> EXERCISE AIM: Going through the entries, how many lines include the string "ceiling"? Answer only with the number.

(Point localization data)
:::
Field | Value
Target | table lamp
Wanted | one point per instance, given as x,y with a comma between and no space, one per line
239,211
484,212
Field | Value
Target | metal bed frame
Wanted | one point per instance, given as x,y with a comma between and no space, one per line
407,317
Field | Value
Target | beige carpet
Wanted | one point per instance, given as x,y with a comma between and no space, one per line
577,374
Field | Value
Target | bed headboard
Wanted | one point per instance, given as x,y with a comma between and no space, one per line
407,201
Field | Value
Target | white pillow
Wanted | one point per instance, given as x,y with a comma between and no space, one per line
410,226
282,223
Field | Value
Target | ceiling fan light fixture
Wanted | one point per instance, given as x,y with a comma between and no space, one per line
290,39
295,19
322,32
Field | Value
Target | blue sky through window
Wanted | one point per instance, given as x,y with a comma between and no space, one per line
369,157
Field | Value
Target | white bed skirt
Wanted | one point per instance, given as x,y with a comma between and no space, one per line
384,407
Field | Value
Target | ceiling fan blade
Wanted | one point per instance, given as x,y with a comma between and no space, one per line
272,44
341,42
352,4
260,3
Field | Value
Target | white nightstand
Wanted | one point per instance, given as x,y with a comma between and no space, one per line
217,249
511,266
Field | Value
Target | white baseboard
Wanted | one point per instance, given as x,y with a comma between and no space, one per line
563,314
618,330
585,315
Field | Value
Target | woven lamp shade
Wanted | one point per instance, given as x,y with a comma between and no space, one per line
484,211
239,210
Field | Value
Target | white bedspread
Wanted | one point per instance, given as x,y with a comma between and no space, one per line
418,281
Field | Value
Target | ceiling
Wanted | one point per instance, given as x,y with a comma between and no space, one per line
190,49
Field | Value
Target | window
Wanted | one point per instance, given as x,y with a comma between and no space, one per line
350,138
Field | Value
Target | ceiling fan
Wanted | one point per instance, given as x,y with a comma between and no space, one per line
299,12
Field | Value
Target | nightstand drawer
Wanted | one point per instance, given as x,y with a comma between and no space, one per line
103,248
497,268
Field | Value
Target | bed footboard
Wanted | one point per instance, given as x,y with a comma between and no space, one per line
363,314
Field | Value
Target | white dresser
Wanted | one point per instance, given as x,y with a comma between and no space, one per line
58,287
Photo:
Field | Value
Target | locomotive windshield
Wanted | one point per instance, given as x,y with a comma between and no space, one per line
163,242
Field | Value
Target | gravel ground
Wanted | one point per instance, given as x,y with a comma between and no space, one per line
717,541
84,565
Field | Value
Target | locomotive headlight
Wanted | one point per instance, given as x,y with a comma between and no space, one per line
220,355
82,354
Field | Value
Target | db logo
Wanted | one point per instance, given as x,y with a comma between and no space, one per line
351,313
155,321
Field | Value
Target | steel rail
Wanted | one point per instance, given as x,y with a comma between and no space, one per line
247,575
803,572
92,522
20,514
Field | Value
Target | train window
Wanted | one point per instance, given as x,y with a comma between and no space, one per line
:::
> ANSWER FOR THE TASK: 4